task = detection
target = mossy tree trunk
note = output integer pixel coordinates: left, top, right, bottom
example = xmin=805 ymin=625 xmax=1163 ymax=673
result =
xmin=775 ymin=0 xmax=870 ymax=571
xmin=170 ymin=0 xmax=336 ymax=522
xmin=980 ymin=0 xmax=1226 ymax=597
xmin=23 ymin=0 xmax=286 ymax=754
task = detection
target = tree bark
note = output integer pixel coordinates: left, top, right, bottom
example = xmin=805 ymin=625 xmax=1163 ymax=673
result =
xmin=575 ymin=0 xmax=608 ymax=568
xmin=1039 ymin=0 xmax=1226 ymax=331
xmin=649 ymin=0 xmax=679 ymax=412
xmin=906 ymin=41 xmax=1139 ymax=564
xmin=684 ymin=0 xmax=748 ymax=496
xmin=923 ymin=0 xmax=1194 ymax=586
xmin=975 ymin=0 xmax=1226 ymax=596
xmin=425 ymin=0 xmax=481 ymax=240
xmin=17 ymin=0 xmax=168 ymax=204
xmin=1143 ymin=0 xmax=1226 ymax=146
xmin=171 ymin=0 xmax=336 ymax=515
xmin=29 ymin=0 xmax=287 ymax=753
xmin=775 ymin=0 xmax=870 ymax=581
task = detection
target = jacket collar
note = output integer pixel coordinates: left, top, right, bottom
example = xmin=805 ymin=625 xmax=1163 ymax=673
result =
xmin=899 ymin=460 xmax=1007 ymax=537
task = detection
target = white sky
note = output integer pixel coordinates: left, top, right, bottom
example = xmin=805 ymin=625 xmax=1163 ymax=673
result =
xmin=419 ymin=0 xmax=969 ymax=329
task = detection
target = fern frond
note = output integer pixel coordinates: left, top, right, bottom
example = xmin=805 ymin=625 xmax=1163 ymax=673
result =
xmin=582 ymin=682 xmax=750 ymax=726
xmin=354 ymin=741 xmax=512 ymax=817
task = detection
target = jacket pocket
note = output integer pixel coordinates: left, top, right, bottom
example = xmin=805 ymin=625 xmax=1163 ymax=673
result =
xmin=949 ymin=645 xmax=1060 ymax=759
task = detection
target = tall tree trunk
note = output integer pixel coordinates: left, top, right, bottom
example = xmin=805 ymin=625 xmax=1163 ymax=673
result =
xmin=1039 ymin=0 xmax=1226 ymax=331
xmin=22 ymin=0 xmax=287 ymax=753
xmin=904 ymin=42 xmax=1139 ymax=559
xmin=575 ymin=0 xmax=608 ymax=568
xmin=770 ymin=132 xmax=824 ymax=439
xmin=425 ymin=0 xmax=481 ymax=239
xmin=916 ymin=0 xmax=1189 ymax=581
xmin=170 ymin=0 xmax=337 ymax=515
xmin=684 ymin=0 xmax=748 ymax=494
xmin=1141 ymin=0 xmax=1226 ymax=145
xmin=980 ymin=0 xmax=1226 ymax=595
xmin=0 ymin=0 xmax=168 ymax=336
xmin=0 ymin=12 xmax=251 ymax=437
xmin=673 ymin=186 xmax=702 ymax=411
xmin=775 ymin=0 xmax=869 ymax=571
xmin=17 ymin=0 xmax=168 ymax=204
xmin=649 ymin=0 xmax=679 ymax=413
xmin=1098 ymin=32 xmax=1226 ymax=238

→ **EXERCISE PROMPT**: Please repeat the data above with every "detection" changed to "localization" and all else left unchanged.

→ **EXPECTED ANSWER**:
task = localization
target = mossy tree trunk
note = output integer pixel coordinates: left, top, right, bottom
example = xmin=805 ymin=625 xmax=1163 ymax=673
result =
xmin=775 ymin=0 xmax=870 ymax=571
xmin=170 ymin=0 xmax=336 ymax=522
xmin=980 ymin=0 xmax=1226 ymax=597
xmin=23 ymin=0 xmax=286 ymax=754
task = localization
target = tree bark
note = output integer pixel coordinates: left, top, right, bottom
example = xmin=805 ymin=625 xmax=1163 ymax=673
result =
xmin=575 ymin=0 xmax=608 ymax=568
xmin=1039 ymin=0 xmax=1226 ymax=331
xmin=649 ymin=0 xmax=679 ymax=412
xmin=906 ymin=41 xmax=1139 ymax=564
xmin=684 ymin=0 xmax=748 ymax=496
xmin=923 ymin=0 xmax=1194 ymax=586
xmin=975 ymin=0 xmax=1226 ymax=596
xmin=425 ymin=0 xmax=481 ymax=240
xmin=17 ymin=0 xmax=168 ymax=204
xmin=1143 ymin=0 xmax=1226 ymax=146
xmin=171 ymin=0 xmax=336 ymax=515
xmin=29 ymin=0 xmax=287 ymax=753
xmin=775 ymin=0 xmax=870 ymax=581
task = localization
target = jacket collar
note = output integer pixel coordinates: left, top, right, bottom
example = xmin=805 ymin=625 xmax=1163 ymax=673
result =
xmin=899 ymin=460 xmax=1007 ymax=537
task = localization
target = white sky
note = output integer pixel coordinates: left, top, right, bottom
example = xmin=805 ymin=625 xmax=1163 ymax=673
result =
xmin=419 ymin=0 xmax=969 ymax=329
task = localization
target = fern frond
note = output integer pixel coordinates: left, top, right, bottom
example = xmin=805 ymin=625 xmax=1163 ymax=673
result =
xmin=582 ymin=682 xmax=750 ymax=726
xmin=354 ymin=741 xmax=512 ymax=817
task = localization
target = jacket pocket
note = output integer pixel coordinates: left, top, right, bottom
example = xmin=805 ymin=625 xmax=1163 ymax=673
result =
xmin=949 ymin=645 xmax=1060 ymax=759
task = localization
target = tall tree trunk
note = output integer pixel coordinates: left, top, right, bottom
example = xmin=805 ymin=625 xmax=1163 ymax=673
result =
xmin=1039 ymin=0 xmax=1226 ymax=331
xmin=22 ymin=0 xmax=287 ymax=753
xmin=904 ymin=42 xmax=1139 ymax=559
xmin=575 ymin=0 xmax=608 ymax=568
xmin=770 ymin=132 xmax=824 ymax=439
xmin=425 ymin=0 xmax=481 ymax=239
xmin=916 ymin=0 xmax=1189 ymax=581
xmin=170 ymin=0 xmax=337 ymax=515
xmin=684 ymin=0 xmax=748 ymax=494
xmin=1141 ymin=0 xmax=1226 ymax=145
xmin=980 ymin=0 xmax=1226 ymax=595
xmin=0 ymin=0 xmax=168 ymax=336
xmin=0 ymin=12 xmax=251 ymax=437
xmin=673 ymin=186 xmax=702 ymax=411
xmin=775 ymin=0 xmax=869 ymax=571
xmin=17 ymin=0 xmax=168 ymax=204
xmin=649 ymin=0 xmax=679 ymax=413
xmin=1098 ymin=32 xmax=1226 ymax=238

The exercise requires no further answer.